| Provided data |
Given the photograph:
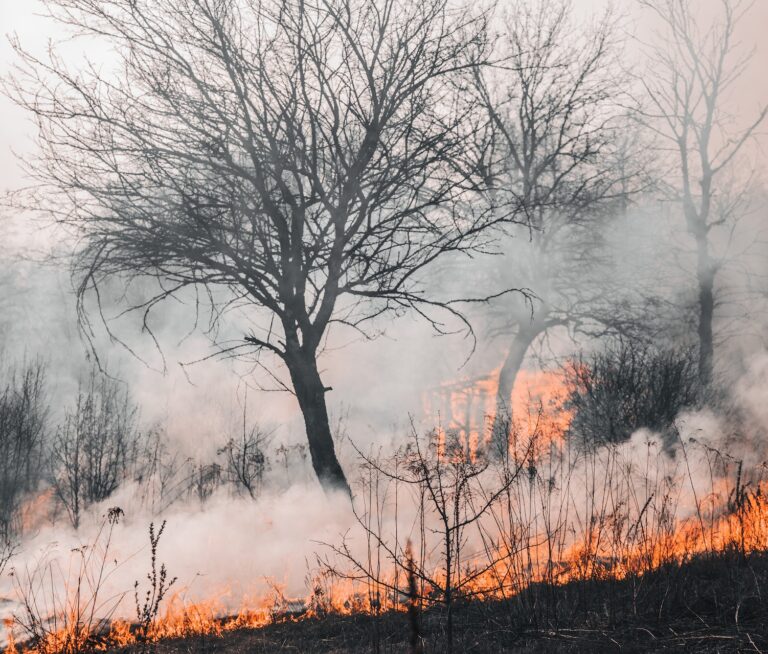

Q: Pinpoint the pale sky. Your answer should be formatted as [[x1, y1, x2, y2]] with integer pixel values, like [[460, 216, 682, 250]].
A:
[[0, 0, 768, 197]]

---

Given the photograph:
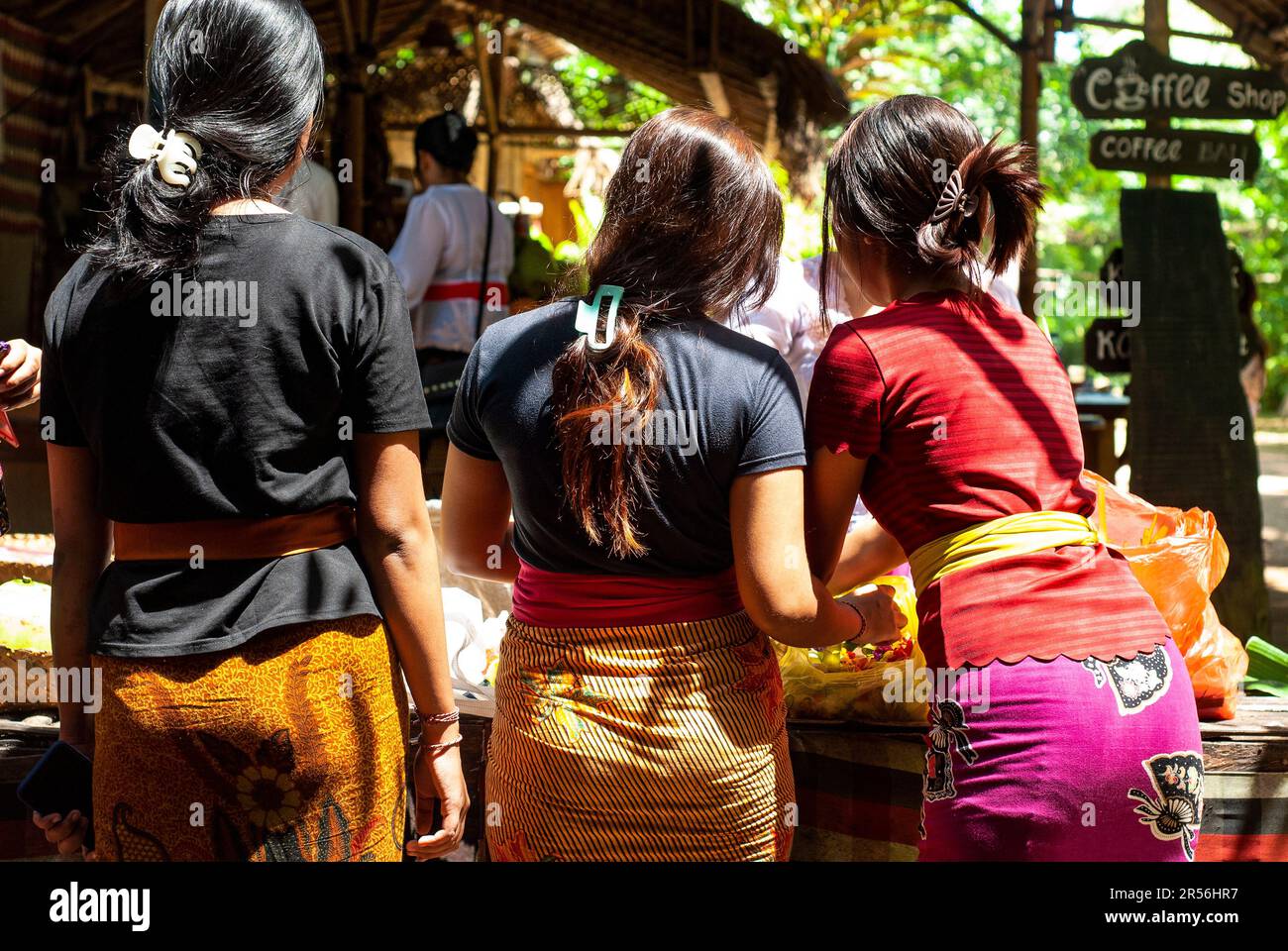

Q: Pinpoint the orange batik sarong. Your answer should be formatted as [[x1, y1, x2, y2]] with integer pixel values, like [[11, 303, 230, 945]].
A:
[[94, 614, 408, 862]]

...

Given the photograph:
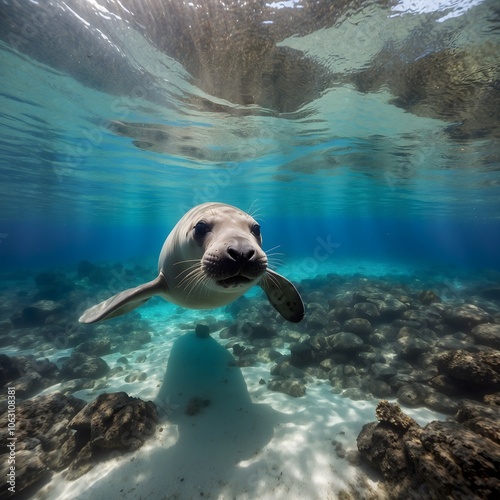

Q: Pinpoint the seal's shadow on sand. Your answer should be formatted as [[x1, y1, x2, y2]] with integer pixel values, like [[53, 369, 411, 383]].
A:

| What is required |
Pick out every line in the rows above that contains the string "should", treating uppercase and lowercase letters as different.

| Task answer |
Q: Pinpoint the pale sky. Your answer should be formatted as [[x1, y1, x2, y2]] with integer pixel values, like [[460, 216, 682, 250]].
Q: Pinpoint the orange batik sarong. Your answer should be formatted as [[x1, y1, x2, y2]] with integer pixel values, like [[11, 303, 230, 945]].
Q: Pinpoint the seal's shadow on sand. Your answer should be formatted as [[x1, y1, x2, y2]] with integer pixel values, like [[53, 369, 411, 383]].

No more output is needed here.